(Comprueba tu comprensión)
a - Reproduce del texto sobre el bicentenario del Perú todo lo que va desde "Hasta hace pocos" hasta "de su bicentenario.".
b - Enumera todas las personas mencionadas por su nombre en el texto sobre el bicentenario del Perú.

(Extracto del documento)
******
Hasta hace pocos meses, el Perú no se percibía como un país ad portas de entrar en celebraciones históricas por sus 200 años de independencia. La pandemia del COVID-19, la crisis económica profunda, las tensiones entre el Legislativo y el Ejecutivo, entre otros asuntos gravitantes, habían secuestrado –comprensiblemente– la agenda. El país, así, no se había dado un respiro para reflexionar sobre sí mismo –sus logros, retos, errores y oportunidades– a propósito de su bicentenario.
El estallido de la crisis política cambió dramáticamente la situación. Los movimientos ciudadanos en protesta por el gobierno de Manuel Merino y la subsiguiente toma de mando del presidente Francisco Sagasti han revitalizado el interés por buscar un significado colectivo de país. Del caos y la tragedia que siguieron a la vacancia presidencial de Martín Vizcarra nace un Perú con nuevos bríos para examinarse, medir sus fuerzas y exigir cambios.
******
(Extractos de filas)
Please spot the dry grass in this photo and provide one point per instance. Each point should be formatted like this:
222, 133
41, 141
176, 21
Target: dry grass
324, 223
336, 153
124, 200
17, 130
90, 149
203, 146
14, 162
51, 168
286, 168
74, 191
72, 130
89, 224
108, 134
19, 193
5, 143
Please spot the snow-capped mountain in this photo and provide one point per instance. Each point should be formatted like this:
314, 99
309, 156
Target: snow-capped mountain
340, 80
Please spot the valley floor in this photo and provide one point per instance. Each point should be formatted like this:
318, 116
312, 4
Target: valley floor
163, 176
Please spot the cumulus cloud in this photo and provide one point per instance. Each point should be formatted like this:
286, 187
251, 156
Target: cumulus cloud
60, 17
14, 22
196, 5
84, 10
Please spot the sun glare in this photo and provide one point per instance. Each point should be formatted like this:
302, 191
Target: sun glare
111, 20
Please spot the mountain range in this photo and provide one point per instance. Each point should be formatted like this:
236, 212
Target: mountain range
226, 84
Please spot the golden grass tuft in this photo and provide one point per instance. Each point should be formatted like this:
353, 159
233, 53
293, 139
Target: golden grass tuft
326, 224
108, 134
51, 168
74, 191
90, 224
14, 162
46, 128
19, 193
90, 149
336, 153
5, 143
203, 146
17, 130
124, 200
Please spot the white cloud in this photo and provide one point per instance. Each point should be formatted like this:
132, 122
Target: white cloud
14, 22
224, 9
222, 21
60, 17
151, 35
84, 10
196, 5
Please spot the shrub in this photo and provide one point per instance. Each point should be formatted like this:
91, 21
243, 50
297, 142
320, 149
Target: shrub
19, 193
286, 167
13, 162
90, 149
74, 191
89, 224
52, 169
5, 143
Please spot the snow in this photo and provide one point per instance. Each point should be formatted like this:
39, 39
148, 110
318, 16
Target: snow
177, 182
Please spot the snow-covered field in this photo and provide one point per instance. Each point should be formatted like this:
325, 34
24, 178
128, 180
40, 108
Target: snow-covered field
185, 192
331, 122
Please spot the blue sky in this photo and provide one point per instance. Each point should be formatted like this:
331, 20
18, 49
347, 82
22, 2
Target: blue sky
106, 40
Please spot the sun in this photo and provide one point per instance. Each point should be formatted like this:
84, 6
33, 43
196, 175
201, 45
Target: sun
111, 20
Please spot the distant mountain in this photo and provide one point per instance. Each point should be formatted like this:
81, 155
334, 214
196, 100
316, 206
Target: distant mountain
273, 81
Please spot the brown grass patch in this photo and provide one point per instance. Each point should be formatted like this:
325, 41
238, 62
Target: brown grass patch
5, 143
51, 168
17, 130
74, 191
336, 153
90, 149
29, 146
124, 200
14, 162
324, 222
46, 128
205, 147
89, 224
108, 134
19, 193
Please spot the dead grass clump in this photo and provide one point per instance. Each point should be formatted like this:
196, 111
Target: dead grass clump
******
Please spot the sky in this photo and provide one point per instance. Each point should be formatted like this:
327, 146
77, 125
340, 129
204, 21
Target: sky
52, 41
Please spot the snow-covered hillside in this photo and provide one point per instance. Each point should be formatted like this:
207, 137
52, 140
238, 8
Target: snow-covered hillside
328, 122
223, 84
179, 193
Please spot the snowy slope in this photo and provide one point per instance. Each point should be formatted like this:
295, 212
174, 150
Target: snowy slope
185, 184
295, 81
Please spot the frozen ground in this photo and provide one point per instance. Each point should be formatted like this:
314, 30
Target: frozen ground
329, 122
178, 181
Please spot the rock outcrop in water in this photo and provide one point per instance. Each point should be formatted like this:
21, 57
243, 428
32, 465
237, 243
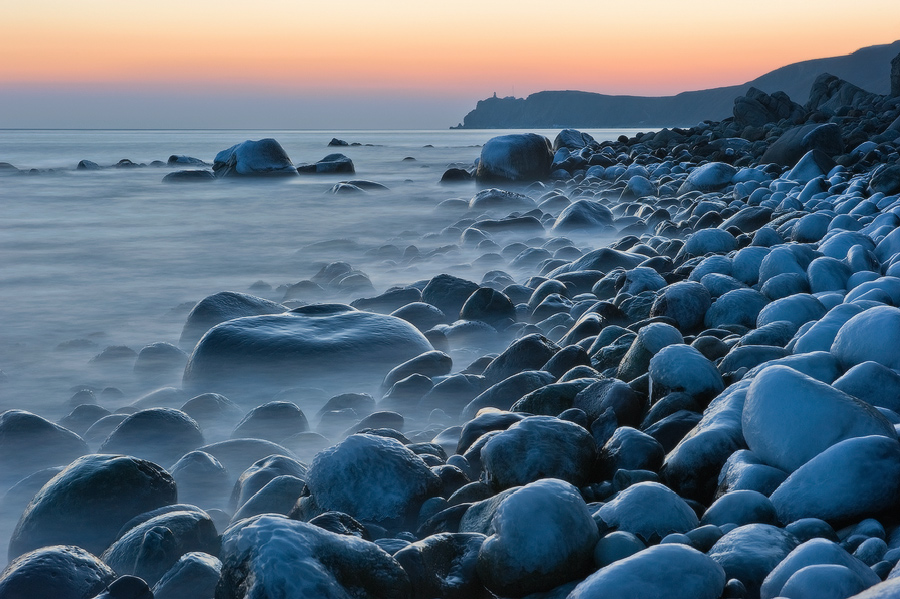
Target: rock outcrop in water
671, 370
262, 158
******
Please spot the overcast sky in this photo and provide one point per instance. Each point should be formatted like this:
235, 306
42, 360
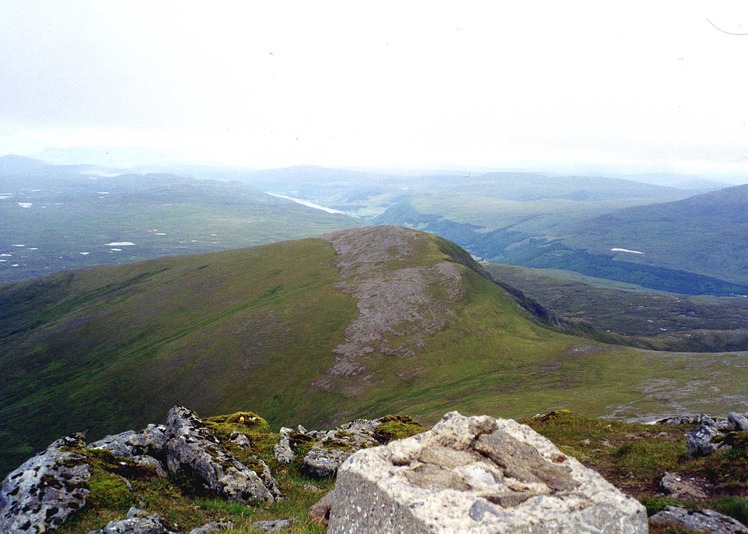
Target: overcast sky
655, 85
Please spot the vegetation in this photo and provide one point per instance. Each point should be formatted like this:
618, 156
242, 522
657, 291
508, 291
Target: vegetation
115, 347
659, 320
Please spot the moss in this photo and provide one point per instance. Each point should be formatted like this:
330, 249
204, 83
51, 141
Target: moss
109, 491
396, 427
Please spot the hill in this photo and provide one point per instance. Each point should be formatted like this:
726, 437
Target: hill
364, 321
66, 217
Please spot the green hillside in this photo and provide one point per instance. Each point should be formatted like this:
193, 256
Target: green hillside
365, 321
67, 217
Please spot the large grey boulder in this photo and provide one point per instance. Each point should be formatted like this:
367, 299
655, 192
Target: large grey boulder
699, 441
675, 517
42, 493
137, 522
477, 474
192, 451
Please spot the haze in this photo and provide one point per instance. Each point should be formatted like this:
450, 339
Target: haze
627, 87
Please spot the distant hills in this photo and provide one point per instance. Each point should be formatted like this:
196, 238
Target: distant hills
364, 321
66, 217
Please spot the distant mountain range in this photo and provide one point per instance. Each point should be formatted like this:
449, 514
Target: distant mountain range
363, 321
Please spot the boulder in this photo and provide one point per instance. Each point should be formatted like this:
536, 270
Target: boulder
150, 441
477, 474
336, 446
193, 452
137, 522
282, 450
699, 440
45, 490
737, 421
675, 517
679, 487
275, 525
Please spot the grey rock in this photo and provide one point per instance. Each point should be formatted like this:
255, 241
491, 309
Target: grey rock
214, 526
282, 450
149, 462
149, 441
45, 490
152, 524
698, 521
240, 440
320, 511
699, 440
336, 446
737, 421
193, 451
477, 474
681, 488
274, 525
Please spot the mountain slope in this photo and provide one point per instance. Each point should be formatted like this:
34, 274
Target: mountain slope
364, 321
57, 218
******
(Soluciones)
a -
Hasta hace pocos meses, el Perú no se percibía como un país ad portas de entrar en celebraciones históricas por sus 200 años de independencia. La pandemia del COVID-19, la crisis económica profunda, las tensiones entre el Legislativo y el Ejecutivo, entre otros asuntos gravitantes, habían secuestrado –comprensiblemente– la agenda. El país, así, no se había dado un respiro para reflexionar sobre sí mismo –sus logros, retos, errores y oportunidades– a propósito de su bicentenario.

b - Manuel Merino, Francisco Sagasti y Martín Vizcarra.